-- Activity --
All that is wanted is an exact copy of the line containing "Put a dot on each instance of the snow-capped" and the lines after it, through the end of the records.

Region pointing data
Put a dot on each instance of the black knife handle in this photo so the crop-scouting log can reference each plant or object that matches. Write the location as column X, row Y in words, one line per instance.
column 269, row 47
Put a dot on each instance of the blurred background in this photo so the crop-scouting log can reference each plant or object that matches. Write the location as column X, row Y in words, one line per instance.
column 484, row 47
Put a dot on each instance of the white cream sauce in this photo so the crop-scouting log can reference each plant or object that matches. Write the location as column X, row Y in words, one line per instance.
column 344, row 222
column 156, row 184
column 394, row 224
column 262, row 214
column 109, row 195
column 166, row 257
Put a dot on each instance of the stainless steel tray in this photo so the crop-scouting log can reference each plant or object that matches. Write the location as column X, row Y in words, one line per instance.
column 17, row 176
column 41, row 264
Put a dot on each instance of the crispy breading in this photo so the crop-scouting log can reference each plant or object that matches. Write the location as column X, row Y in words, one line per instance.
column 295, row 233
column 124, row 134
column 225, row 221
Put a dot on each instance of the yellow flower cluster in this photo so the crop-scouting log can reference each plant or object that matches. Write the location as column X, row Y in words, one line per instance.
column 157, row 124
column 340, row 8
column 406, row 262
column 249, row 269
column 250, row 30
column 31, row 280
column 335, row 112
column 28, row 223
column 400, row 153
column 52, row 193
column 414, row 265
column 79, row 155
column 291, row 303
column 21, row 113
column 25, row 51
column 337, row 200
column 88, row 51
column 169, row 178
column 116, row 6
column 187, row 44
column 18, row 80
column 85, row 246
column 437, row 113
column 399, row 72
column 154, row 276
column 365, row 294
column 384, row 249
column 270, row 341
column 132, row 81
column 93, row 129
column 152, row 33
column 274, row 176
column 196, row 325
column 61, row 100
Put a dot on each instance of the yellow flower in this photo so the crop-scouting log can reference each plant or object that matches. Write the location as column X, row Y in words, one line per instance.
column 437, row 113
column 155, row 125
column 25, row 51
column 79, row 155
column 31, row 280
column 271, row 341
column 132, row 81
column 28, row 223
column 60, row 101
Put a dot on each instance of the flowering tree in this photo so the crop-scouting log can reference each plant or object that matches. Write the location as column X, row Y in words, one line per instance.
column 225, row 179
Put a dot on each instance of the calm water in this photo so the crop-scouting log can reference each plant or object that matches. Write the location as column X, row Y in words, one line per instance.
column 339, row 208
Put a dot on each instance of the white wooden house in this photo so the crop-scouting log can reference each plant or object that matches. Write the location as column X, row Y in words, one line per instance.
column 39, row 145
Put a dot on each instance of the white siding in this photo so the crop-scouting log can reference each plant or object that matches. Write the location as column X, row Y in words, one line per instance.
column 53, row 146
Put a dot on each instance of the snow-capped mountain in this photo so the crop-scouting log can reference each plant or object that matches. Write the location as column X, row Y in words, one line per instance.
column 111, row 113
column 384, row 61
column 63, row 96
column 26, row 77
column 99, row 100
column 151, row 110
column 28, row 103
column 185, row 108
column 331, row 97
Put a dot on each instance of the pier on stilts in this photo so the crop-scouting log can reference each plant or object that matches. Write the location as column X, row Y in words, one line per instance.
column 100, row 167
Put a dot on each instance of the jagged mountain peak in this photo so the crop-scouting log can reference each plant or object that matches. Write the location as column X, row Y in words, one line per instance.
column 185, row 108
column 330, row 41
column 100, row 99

-- Finished task --
Put a dot on each instance of the snow-capped mountain in this photo so the crop-scouting log can reference each plant or object that matches. Write the location as column X, row Y in words, one line per instance.
column 111, row 113
column 384, row 61
column 63, row 96
column 26, row 77
column 99, row 100
column 151, row 110
column 28, row 103
column 185, row 108
column 331, row 97
Put a dot on each instance of the pier on stilts in this photo so the crop-scouting log can reference each plant or object that matches. Write the location as column X, row Y in words, one line per instance.
column 100, row 167
Put a dot on each instance of the jagged mountain peak in this photo so the crop-scouting log can reference each plant or object that matches. Write the location as column X, row Y in words, one line per instance.
column 185, row 108
column 330, row 41
column 100, row 99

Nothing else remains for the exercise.